**Exercices:**
**1)** Les affirmations (a), (b) et (c) concordent-elles avec le texte choisi ? Répondez à chacune par oui ou non, puis citez les mots du texte qui tranchent.
(a) La femme de Sganarelle voit de sa fenêtre son mari transporter Célie.
(b) Sganarelle ou le Cocu imaginaire est présentée comme la pièce la plus originale dans sa mise en scène.
(c) Dans L’École des maris, Ariste tient Léonor recluse.
**2)** Résumez le texte choisi en deux phrases.

**Texte choisi:**

· · · · ·

Cette comédie est certainement la plus efficace de la série. Les comédiens se l’approprient totalement et la mise en scène leur permet des libertés de jeu, de rebondissements par rapport aux réactions du public… La modernité des costumes, des maquillages, de la lumière et de la mise en espace fait écho aux clowns que l’on connaît aujourd’hui. Cette pièce très connue de Molière est ici redécouverte par le public, qui devient presque celui que l’auteur connaissait : il réagit, applaudit, rit fort, commente et se lève pour féliciter les talentueux comédiens.

Sganarelle ou le Cocu imaginaire

Gorgibus entend marier sa fille Célie – d’abord fiancée à Lélie – à Valère, fils de Villebrequin. Célie se désole et, dans son trouble, laisse tomber à terre le portrait de Lélie qu’elle regardait. Survient Sganarelle qui aide à transporter la jeune fille évanouie dans sa chambre. Mais la femme de Sganarelle a vu la scène de sa fenêtre ; elle n’a aucun doute, son mari la trompe. Sortant dans la rue, elle y ramasse le portrait de Lélie et Sganarelle la trouve le contemplant : aucun doute, elle a un galant.
Entre Lélie, qui découvre son propre portrait dans les mains de Sganarelle ; il l’aborde, mais Sganarelle, qui croit voir en lui l’amant de sa femme, lui en fait d’amers reproches. Lélie, atterré, croit que Célie s’est mariée et que Sganarelle est son époux. Il est prêt à tomber en faiblesse quand passe la femme de Sganarelle, qui le prie d’entrer chez elle pour s’y remettre. Sganarelle a vu la scène qui confirme ses soupçons. Célie survient et ils se lamentent tous deux sur leurs mésaventures. Sganarelle surgit au milieu d’un entretien entre Célie et Lélie, armé de pied en cap. Il menace Lélie de son épée, mais dès que celui-ci se retourne il prend peur. Fort heureusement, la suivante, témoin de toutes ces fables, rétablit enfin les choses telles qu’elles sont.

Le public est ici tout acquis à cette pièce, elle est celle qui fait le plus écho aux relations amoureuses de nos jours : cocufiage, malentendus et jalousie. C’est cependant la moins originale dans la mise en scène, les allers et venues des personnages sont trop nombreuses et rappellent trop le vaudeville.

L’École des maris

Deux frères, Ariste et Sganarelle, tuteurs de deux très jeunes soeurs qu’ils doivent épouser malgré la différence d’âge, agissent au rebours l’un de l’autre à l’égard de leur pupille respective. Tandis qu’Ariste laisse Léonor jouir d’une entière liberté, par quoi il s’en fait aimer, Sganarelle, rétrograde en tout et se fait haïr d’Isabelle qu’il tient recluse.

· · · · ·

**Liste des données:**
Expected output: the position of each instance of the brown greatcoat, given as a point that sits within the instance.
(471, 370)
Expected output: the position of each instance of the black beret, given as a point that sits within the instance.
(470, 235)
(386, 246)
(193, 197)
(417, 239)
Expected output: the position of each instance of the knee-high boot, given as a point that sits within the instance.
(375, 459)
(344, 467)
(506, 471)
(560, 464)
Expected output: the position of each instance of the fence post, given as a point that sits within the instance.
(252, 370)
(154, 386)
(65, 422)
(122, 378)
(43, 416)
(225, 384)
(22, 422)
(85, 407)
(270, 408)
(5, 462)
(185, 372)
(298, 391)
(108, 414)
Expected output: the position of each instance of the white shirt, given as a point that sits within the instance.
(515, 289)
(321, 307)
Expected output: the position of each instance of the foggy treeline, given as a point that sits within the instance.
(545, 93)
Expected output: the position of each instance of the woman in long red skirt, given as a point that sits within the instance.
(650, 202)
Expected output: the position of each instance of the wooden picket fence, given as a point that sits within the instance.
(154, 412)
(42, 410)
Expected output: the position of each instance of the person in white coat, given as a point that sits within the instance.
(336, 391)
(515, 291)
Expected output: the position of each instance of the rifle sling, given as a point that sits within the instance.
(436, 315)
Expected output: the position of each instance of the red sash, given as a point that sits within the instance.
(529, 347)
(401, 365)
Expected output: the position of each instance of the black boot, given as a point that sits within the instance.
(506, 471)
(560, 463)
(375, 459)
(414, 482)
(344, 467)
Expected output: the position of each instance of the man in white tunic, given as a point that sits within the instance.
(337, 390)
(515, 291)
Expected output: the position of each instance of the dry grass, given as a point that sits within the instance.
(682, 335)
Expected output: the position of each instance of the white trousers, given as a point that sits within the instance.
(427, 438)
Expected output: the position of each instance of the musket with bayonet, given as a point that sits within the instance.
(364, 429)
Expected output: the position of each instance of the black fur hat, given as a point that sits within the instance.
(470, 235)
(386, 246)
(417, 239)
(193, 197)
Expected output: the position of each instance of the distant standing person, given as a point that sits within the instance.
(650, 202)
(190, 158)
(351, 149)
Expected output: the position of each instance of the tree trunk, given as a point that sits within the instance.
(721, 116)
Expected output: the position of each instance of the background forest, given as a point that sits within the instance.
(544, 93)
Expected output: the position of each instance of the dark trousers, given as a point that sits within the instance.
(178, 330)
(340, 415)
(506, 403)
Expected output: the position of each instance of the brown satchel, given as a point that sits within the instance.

· · · · ·

**Réponses par exercice:**
**1)**
(a) Oui : « la femme de Sganarelle a vu la scène de sa fenêtre ».
(b) Non : « C’est cependant la moins originale dans la mise en scène ».
(c) Non : « Tandis qu’Ariste laisse Léonor jouir d’une entière liberté ».

**2)** Le texte juge une comédie de Molière la plus efficace de la série, puis résume Sganarelle ou le Cocu imaginaire, où un portrait tombé à terre entraîne malentendus et soupçons de tromperie jusqu’à ce que la suivante rétablisse les choses. Il trouve cette pièce proche des relations amoureuses d’aujourd’hui, mais peu originale dans sa mise en scène, puis commence à présenter L’École des maris, où deux frères tuteurs agissent à l’opposé l’un de l’autre envers leur pupille.